LISTING:

--- --- ---

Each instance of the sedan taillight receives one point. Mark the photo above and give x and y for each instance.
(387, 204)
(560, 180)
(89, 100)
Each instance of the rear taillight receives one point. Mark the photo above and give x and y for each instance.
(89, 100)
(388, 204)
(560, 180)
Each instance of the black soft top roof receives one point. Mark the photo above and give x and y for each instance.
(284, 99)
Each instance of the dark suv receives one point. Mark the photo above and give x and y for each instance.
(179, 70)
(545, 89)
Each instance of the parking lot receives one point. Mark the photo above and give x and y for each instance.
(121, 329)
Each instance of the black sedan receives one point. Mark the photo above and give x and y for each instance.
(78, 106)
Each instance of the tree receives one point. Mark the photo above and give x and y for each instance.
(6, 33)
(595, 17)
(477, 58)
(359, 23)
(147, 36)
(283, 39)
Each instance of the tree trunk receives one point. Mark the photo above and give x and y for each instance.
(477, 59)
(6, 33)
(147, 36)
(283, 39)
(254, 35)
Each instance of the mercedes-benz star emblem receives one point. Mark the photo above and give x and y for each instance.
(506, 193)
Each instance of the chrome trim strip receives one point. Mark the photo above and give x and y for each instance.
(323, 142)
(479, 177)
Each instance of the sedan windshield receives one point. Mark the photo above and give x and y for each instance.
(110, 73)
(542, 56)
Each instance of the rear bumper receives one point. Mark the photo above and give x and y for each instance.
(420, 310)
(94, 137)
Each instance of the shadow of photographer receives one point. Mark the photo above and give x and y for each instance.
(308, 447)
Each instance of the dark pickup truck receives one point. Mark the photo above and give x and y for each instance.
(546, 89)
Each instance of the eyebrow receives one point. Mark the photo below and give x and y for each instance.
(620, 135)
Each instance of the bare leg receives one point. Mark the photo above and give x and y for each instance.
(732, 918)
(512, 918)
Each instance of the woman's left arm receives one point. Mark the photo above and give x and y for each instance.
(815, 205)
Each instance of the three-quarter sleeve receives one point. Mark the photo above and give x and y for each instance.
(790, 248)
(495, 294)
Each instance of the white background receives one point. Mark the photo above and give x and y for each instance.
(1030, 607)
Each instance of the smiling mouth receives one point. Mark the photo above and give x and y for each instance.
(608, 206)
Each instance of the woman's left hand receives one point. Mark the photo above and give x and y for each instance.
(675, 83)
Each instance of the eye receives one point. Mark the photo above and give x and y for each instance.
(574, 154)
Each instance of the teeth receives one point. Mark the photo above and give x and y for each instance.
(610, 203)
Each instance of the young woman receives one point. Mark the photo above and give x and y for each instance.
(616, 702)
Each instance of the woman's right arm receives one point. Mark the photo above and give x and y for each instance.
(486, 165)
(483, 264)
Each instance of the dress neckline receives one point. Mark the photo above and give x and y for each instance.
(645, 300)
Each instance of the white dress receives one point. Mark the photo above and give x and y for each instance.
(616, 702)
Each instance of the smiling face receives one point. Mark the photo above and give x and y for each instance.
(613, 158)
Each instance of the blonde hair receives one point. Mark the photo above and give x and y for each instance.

--- --- ---

WORK TO COMPLETE:
Copy out each of the lines above word for word, from the first to the last.

RESULT OF THIS TASK:
Each instance of the sedan taillight receives one point. Mark the photo above and give x and y for each instance.
(387, 204)
(560, 180)
(89, 100)
Each instance of the rear taillight receives one point. Mark the photo above and give x and y for each instance.
(89, 100)
(388, 204)
(560, 180)
Each instance of the black soft top roof receives one point. Mark the photo above and give x and y for each instance.
(284, 99)
Each instance of the dark suv receives one point. Mark the photo above and give x and y for each instance.
(179, 70)
(545, 89)
Each instance of the parking lot receives one point. Mark the photo above and give x and y for each instance.
(121, 329)
Each instance of the black sedan receives one point. Mark the photo above and give x and y for each instance.
(78, 106)
Each instance of the tree receives one point. Mark the photo above and give x and y for each instance.
(6, 33)
(595, 17)
(477, 58)
(359, 23)
(147, 36)
(283, 39)
Each instance of the tree trunk receives one point. Mark the photo above and give x and y for each instance.
(477, 59)
(6, 33)
(147, 36)
(283, 39)
(254, 35)
Each instance of the mercedes-benz star emblem receives one point. Mark the photo above and give x and y for each instance.
(506, 193)
Each instance of the chrome trim strip receives one point. Mark the photo above and give x and y for each instance.
(323, 142)
(479, 177)
Each instance of the sedan windshield receives one point. Mark the photo above and give x and y for each instance.
(110, 73)
(542, 56)
Each instance of the rear bumper receives one point. Mark the photo above and give x and y for each instance.
(420, 310)
(94, 137)
Each instance of the shadow of photographer receives one point. Mark the photo above and give x and y for each instance.
(308, 447)
Each instance of the dark pickup truck receives one point. Mark the photo above and give x and y for each instance.
(546, 89)
Each instance of the eyebrow receives one point. Mark the photo below and give x and y for each instance.
(620, 135)
Each instance of the bare leg receives one point. Mark the photo above and give x and y for each instance.
(732, 918)
(512, 918)
Each instance of the woman's left arm receives one point. Mark the photo above and give x and y for each instance.
(815, 205)
Each instance of the three-quarter sleeve receives one point. Mark the photo above and give x and y for each instance.
(790, 248)
(495, 294)
Each instance of the white background receives one point. Mark the photo above and give x and y for each instance.
(1030, 607)
Each instance of the smiling mouth receives one point. Mark the photo above and give x and y for each instance.
(608, 206)
Each instance of the woman's left hand receives one point. Mark the photo above and give x and y for each instance.
(675, 83)
Each instance of the eye receives one point. Mark the photo above and give x and y for each instance.
(574, 154)
Each instance of the teeth receives one point. Mark the photo above and give x and y for each instance.
(610, 203)
Each instance of the young woman receives one point. Mark the photo above and give x and y for each instance.
(616, 702)
Each instance of the woman's right arm receives one point. Mark the photo above and give x and y for each instance.
(486, 165)
(483, 264)
Each instance of the dress neckline receives one point. Mark the photo above and give x and y for each instance.
(645, 300)
Each instance of the white dress receives one point. Mark the photo above and give x and y for each instance.
(616, 702)
Each instance of the smiling face receives one point. Mark the photo above and give x and y for each instance.
(613, 158)
Each instance of the blonde hair receives one point. Mark the photo above and give x and y for each instance.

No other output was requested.